- What you will do:
(1) List the labels of the header fields at the top of the peer review email.
(2) Quote the stretch of the peer review email from "Personally I favor" through "research.    (05)".

- Document passage:
* * *

To: dodds@xxxxxxxxxxxxxxx, "[ontolog-forum]" <ontolog-forum@xxxxxxxxxxxxxxxx>
From: Patrick Durusau <patrick@xxxxxxxxxxx>
Date: Fri, 12 Jan 2007 11:30:52 -0500
Message-id: <45A7B7BC.1040206@xxxxxxxxxxx>
Ed,    (01)

Ed Dodds wrote:    (02)

>Ontolog Journal maybe? Saw this http://pkp.sfu.ca/?q=ojs
>
>
>  
>
>>>since June??
>>>      
>>>
>that's an eternity in internet time. I feel compelled to make an open
>criticism of how the journal reviews business sadly can sometimes slow
>down and hinders scientific progress, rather than promoting it (making
>the case for an open research group I guess)
>
>  
>
Well, yes and no. I am sure part of the problem is that most reviewers 
are working as volunteers, that may not be the case with some of the 
$10,000/year medical journals, but it has been my experience in the 
humanities.    (03)

I don't think it is anyone's intention to slow down progress but 
reviewing articles for a journal is one task among many, all of which 
are competing for attention.    (04)

Personally I favor a system of "open peer review" which is what actually 
happens if you want the citation of literature over time. There are some 
articles that are cited 10, 15, or even 20 years after publication, but 
the number of those is vanishingly small. The same is true for 
monographs. So much for publishers and peer review insuring publication 
of significant research.    (05)

* * *

- Data extract:
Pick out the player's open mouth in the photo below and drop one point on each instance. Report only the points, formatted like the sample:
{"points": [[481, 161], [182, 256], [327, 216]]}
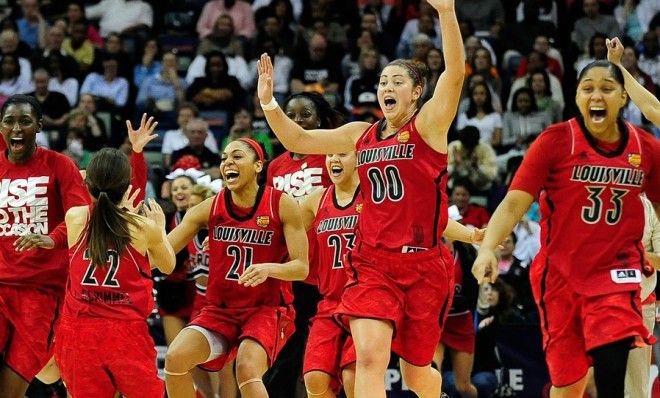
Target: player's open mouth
{"points": [[231, 176], [336, 170], [16, 144], [597, 114], [389, 103]]}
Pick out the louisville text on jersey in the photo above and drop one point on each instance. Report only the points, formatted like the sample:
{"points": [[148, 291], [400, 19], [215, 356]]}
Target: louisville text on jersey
{"points": [[24, 206], [608, 175], [337, 224], [243, 235], [390, 152]]}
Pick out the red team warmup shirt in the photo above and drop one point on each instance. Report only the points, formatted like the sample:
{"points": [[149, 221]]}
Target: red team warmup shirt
{"points": [[298, 177], [420, 205], [592, 217], [334, 227], [30, 202], [236, 242], [122, 290]]}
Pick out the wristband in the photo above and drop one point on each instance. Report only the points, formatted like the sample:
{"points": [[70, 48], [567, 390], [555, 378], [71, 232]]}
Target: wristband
{"points": [[270, 105]]}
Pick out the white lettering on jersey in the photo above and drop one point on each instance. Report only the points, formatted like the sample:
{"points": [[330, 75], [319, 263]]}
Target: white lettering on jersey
{"points": [[300, 183], [24, 206]]}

* * *

- Responses to the exercise:
(1) To, From, Date, Message-id

(2)
Personally I favor a system of "open peer review" which is what actually 
happens if you want the citation of literature over time. There are some 
articles that are cited 10, 15, or even 20 years after publication, but 
the number of those is vanishingly small. The same is true for 
monographs. So much for publishers and peer review insuring publication 
of significant research.    (05)